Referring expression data
• • • •
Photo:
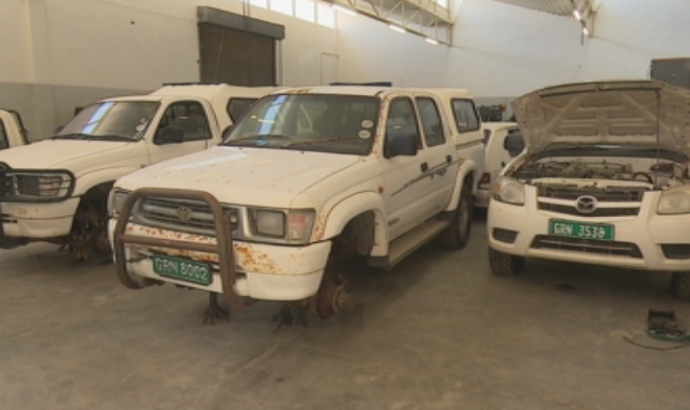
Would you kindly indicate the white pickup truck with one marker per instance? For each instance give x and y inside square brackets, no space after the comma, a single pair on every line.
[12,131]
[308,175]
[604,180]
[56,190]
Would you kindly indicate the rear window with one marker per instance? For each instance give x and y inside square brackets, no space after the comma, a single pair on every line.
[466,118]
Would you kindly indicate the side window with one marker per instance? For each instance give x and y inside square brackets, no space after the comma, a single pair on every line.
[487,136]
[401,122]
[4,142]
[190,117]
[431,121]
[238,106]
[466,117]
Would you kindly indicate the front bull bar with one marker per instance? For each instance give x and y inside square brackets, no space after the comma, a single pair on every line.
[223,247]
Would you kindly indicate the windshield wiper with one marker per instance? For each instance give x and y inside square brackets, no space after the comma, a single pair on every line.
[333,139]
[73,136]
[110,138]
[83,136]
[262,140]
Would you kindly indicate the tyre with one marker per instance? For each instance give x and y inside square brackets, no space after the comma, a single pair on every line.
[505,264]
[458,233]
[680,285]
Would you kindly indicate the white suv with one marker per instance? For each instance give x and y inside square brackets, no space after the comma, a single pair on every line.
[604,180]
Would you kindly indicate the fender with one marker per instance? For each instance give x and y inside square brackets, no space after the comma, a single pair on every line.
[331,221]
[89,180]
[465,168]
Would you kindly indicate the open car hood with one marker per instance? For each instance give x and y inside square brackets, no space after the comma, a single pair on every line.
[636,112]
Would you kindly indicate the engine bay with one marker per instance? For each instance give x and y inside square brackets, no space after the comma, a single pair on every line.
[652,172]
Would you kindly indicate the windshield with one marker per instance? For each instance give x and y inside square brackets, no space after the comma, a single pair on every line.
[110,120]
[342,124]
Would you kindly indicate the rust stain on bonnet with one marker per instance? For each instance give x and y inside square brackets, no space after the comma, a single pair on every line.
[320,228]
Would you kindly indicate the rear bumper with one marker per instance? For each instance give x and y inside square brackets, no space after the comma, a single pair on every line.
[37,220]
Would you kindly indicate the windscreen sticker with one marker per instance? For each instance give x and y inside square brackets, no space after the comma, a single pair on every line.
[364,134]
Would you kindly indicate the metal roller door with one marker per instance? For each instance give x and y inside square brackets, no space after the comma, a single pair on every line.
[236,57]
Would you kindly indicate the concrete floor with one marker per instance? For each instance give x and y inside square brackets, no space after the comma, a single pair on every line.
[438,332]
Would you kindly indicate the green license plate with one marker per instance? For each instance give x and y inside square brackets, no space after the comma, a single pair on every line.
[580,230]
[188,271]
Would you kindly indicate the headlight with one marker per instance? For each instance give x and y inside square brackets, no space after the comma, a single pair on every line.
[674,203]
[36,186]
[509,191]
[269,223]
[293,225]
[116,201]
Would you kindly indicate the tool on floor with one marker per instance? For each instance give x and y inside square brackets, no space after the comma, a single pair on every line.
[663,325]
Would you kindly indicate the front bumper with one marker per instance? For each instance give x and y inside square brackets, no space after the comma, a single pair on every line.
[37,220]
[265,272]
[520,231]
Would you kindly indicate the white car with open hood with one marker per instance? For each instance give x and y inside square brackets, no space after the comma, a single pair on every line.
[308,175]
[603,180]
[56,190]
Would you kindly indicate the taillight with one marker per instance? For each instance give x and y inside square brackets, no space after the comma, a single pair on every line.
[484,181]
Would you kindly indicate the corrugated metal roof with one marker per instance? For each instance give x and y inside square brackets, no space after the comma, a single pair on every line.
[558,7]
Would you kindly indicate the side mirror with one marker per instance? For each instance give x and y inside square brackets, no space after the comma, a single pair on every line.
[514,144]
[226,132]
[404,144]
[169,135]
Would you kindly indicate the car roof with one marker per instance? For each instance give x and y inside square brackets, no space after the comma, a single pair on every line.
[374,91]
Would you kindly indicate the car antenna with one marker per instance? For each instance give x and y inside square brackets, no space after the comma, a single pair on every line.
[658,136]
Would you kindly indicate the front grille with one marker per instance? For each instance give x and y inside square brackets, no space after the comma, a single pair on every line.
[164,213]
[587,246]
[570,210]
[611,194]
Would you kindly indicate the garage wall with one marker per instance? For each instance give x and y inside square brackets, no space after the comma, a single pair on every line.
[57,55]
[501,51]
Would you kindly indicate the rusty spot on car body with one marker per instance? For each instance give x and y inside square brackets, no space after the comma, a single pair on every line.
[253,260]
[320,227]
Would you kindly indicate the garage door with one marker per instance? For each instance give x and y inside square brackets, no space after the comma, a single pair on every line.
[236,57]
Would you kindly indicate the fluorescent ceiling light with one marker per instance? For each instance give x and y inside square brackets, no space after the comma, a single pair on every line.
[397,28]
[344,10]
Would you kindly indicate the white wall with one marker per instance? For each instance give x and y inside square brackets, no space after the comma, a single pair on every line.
• • • •
What you will do → Your answer must be an exact copy of the records, without the pictures.

Answer to this task →
Photo:
Would you kindly indicate the white pickup truck with one marker per instance? For each instance give x and y inside square brackets, no space after the comma, a single pair on every line.
[12,131]
[308,175]
[604,180]
[56,190]
Would you kindly indicate the rear window with one marker per instance? For each instance give x and y inside square brackets, no space after the comma, a single pair on every line.
[466,118]
Would you kindly indicate the side window with one marker per instance? For each instance give x and y inside square brackets, no space after the comma, a single pair on every line.
[487,136]
[401,122]
[4,142]
[190,117]
[431,121]
[238,106]
[466,117]
Would you kindly indicate the front bull bar with one marker per instance? For each instance give x and y inside square brackets, no space after the comma, a single pair on every line.
[223,247]
Would you kindly indicate the windshield wiper with one marker per instance? For each instance give x and y inside square brackets, no space after the comma, a single pair on every line.
[333,139]
[73,136]
[110,138]
[83,136]
[262,140]
Would you kindly indicate the tyre with one marker per instance? For each instance give x and y inside square brackets, no space after the comma, a single pair on every line.
[505,264]
[458,233]
[680,285]
Would you kindly indicate the white suv with one marker per instance? For each instance give x and y inside square brackets, no space after the comma, a single pair on every line.
[604,180]
Would you kindly indicate the fender with one marker per instance? For each instance give x and y inside square brackets, no space after the comma, a single pair on every line.
[331,221]
[89,180]
[465,168]
Would you kindly indicate the open car hood with one marker per instance? For each instance give x and y inside square brackets, no space after the comma, a single pair on every line.
[636,112]
Would you kindly indicate the engine bay with one marker per instance? For each instance give x and y inside square brackets, no space after the comma, a single pair on every line.
[652,172]
Would you kindly indicate the windshield with one marker per instance? For each instance give x and y inside square brackets, no space after the comma, a single pair on every line.
[110,120]
[342,124]
Would you kindly indicate the rust stain on bonnet with one marker per instance? For each instance give x and y inside square brackets, no space after the comma, a single pair on every line.
[320,228]
Would you kindly indicate the rear bumper with one marker per instance? For each instance give x and y inside square brackets, no space after the comma, a single pair on every line.
[37,220]
Would you kindly indicate the windscreen sticker with one marker per instance? For each instance give x and y inside square brackets, no space after the comma, a single pair on every line.
[364,134]
Would you kindly indicate the metal roller door with one marker per instance? For each instance give x and y inside square brackets, no space after the comma, a single pair on every line.
[236,57]
Would you kindly indicate the concrete floor with one marker per instance? For each instance give x and y inside square brackets, no space after the comma, a single pair on every line.
[438,332]
Would you kindly indicate the green license plate with one marker per instance? For each instance give x and y inside square brackets, no space after the comma, a single pair on every line.
[580,230]
[188,271]
Would you kindly indicate the headlight with one marker per instance? For each instance give x and y inside square brackets, no space after the comma, a single pair on every line.
[674,203]
[36,186]
[509,191]
[269,223]
[293,225]
[116,201]
Would you kindly indicate the tool on floor with one marker per instance? For each instance give x and y inside square brackets, no space after the comma, a single pair on every line.
[663,325]
Would you kindly indicate the front bumper with one marker per instance? For each instance give x and y inside square brackets, no space after the comma, a single pair on every line.
[37,220]
[265,272]
[520,231]
Would you kindly indicate the white car with open hood with one marker per instance? For each instance give x and y inside square brackets, no space after the comma, a single pair on every line.
[308,175]
[603,180]
[56,190]
Would you kindly indicate the taillight with one marker per instance? For each instance give x and y inside square brackets, no space after the comma, a single pair on every line.
[484,181]
Would you kindly indicate the corrugated metal roof with one marker per instance? For each instance give x and y inside square brackets, no space after the comma, a single pair on every line.
[558,7]
Would you kindly indicate the side mirror with one marker per instance? For each instance give x and y inside square brackets, no space after the comma, a single pair on every line.
[514,144]
[226,132]
[404,144]
[169,135]
Would you kindly indicate the car roof with one marker per instance? For each instance give x and y inside square brackets, no space after the comma, a single pair on every line.
[374,91]
Would you kindly indicate the car antenna with one marker per instance? For each instance give x and y inside square brackets, no space after the comma, a single pair on every line.
[658,136]
Would you kindly indicate the front grille with one marker per instance? For each instance give x and y inside square brackets, no space after the comma, a single pair on every line.
[164,213]
[587,246]
[570,210]
[611,194]
Would you kindly indicate the garage wall with one marker per instance? For each instance give x and y inside square brackets, no space after the comma, a single pair on every line.
[57,55]
[501,51]
Would you kindly indicate the rusty spot on car body with one marker per instance? For each instance give x and y inside square brackets, no space after the comma, a single pair on every line.
[253,260]
[320,227]
Would you kindly indicate the garage door with one marker per instance? For each instance give x and y inside square brackets, no space after the comma, a single pair on every line.
[236,57]
Would you kindly indicate the fluorescent ceiling light with one marker per instance? For each instance give x and y inside square brackets, no space after the comma, a single pair on every line.
[397,28]
[344,10]
Would you kindly indicate the white wall with one marker per instance? For each instance give x and y inside square brackets, no space after the comma, a single pair on every line.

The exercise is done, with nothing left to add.